* [TASK DIRECTIONS]: Copy out, word for word, the lines of the records from the line containing "Target — cart grab bar" through the line containing "[1176, 740]", with both of those lines included.

Rows from a pointing dataset:
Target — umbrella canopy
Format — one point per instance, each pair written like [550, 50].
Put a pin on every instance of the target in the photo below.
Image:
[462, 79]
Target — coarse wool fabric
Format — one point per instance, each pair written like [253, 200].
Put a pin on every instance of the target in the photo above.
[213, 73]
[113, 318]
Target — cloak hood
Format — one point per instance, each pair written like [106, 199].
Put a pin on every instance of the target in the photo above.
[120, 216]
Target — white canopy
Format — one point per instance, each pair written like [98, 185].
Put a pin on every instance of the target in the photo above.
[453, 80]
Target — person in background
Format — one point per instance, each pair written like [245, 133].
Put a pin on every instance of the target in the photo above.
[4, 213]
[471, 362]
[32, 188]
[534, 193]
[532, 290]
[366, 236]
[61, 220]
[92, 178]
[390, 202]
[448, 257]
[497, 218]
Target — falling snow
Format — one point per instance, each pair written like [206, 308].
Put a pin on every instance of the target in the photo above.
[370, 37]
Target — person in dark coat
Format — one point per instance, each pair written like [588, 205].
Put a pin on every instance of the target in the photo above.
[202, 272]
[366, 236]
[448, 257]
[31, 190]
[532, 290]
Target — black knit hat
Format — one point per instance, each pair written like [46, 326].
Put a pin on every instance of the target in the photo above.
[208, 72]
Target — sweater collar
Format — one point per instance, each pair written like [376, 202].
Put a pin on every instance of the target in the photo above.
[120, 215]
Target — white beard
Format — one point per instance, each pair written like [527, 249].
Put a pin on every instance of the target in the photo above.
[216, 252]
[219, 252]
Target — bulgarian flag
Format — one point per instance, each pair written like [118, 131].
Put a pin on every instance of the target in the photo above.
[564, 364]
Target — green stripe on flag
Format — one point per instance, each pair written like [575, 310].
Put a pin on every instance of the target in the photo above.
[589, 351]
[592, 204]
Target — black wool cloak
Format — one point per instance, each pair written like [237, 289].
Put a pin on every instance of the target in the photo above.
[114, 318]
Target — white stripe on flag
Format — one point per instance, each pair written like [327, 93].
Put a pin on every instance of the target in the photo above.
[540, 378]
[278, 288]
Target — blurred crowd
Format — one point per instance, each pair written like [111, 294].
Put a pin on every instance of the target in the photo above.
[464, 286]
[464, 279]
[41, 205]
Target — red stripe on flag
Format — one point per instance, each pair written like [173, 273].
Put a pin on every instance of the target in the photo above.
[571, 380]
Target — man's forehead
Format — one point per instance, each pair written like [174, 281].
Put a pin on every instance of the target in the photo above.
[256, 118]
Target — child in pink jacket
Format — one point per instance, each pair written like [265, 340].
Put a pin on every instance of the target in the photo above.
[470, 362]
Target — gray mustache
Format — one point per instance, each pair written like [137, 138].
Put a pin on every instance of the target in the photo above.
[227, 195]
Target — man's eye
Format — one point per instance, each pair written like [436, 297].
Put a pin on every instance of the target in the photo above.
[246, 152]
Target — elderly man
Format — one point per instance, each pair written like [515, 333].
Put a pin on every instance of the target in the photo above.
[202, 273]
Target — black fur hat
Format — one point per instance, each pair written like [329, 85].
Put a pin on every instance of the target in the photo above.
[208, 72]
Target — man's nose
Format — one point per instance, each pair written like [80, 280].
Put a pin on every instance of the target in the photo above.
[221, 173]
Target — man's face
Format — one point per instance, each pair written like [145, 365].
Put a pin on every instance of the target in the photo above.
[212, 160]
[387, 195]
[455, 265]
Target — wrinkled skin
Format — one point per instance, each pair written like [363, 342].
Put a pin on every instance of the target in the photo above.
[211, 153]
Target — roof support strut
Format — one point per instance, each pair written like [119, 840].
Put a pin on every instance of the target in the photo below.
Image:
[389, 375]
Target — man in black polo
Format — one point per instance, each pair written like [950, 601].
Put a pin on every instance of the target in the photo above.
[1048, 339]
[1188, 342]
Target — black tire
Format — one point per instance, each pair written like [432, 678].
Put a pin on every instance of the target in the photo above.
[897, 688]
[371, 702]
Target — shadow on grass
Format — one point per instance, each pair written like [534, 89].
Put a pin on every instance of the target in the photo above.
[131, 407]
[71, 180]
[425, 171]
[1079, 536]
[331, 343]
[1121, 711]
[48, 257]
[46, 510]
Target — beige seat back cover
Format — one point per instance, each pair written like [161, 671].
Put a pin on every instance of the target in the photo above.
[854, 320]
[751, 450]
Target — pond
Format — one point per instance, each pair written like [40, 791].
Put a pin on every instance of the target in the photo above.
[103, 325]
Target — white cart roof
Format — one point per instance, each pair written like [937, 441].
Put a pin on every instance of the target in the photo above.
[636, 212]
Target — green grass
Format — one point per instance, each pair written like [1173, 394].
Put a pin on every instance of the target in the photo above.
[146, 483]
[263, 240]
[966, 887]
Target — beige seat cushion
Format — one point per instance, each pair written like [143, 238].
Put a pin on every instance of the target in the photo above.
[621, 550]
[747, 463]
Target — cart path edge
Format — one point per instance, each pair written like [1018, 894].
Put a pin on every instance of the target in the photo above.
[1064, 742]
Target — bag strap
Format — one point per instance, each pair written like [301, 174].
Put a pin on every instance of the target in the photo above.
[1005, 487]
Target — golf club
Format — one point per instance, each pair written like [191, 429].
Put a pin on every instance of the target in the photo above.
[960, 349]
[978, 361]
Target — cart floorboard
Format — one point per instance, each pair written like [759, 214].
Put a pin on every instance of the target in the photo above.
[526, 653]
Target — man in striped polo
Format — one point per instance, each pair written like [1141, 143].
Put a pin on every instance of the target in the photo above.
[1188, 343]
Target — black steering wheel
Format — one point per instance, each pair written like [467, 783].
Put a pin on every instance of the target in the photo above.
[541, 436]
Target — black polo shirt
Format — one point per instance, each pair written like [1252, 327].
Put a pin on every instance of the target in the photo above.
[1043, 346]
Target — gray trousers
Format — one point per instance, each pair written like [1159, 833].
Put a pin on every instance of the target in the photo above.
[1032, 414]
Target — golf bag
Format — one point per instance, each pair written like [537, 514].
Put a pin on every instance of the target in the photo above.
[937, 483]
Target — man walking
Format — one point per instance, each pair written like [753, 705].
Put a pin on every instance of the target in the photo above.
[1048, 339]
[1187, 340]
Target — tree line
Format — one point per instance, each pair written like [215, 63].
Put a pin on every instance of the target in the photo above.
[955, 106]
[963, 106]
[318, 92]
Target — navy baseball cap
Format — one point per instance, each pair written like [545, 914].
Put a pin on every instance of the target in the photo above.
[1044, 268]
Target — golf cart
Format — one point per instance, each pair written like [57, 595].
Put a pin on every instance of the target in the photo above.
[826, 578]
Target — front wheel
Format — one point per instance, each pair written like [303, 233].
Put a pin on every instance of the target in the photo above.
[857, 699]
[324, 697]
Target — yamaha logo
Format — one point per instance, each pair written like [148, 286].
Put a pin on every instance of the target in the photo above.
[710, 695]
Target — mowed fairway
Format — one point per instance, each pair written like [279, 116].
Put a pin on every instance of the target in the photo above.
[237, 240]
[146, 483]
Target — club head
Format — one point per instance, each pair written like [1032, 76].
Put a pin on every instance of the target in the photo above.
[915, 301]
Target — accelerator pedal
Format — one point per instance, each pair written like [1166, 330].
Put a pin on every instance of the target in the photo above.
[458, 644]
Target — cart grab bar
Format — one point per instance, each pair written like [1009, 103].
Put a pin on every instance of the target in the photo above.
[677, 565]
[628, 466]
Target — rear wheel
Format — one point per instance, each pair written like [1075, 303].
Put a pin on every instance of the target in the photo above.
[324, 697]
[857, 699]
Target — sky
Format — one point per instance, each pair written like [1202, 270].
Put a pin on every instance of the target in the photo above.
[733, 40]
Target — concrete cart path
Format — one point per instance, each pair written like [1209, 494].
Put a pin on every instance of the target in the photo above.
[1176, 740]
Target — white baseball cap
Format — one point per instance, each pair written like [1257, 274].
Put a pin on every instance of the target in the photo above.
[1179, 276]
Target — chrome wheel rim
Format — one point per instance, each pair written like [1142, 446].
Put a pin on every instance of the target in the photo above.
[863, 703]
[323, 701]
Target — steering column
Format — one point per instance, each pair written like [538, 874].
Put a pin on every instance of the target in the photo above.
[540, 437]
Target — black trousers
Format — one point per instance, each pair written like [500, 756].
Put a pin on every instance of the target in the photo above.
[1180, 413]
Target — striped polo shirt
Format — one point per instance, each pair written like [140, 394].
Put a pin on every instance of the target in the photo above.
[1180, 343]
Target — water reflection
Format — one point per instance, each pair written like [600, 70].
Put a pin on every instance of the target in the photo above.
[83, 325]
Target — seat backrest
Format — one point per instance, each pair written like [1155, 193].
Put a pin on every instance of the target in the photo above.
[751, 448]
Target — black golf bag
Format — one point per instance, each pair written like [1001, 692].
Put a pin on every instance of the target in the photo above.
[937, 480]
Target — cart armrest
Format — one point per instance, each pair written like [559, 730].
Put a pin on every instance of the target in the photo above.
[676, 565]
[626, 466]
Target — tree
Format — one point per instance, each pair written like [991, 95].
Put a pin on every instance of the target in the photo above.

* [RESULT OF THE TASK]:
Target — cart grab bar
Format — one point per instance, each pair written like [1009, 103].
Put a pin on every instance of the target in the photo above.
[677, 565]
[628, 466]
Target — rear wheel
Format — one point per instance, each pair written like [1075, 303].
Put a pin on every instance of the target in the photo above.
[324, 697]
[857, 699]
Target — sky
Format — one point per instance, each pair written like [1202, 270].
Put a pin on every instance of the target in the photo above.
[733, 40]
Target — concrete cart path
Format — one point per instance, each pair written like [1209, 494].
Put a pin on every instance of the target in the photo above.
[1176, 740]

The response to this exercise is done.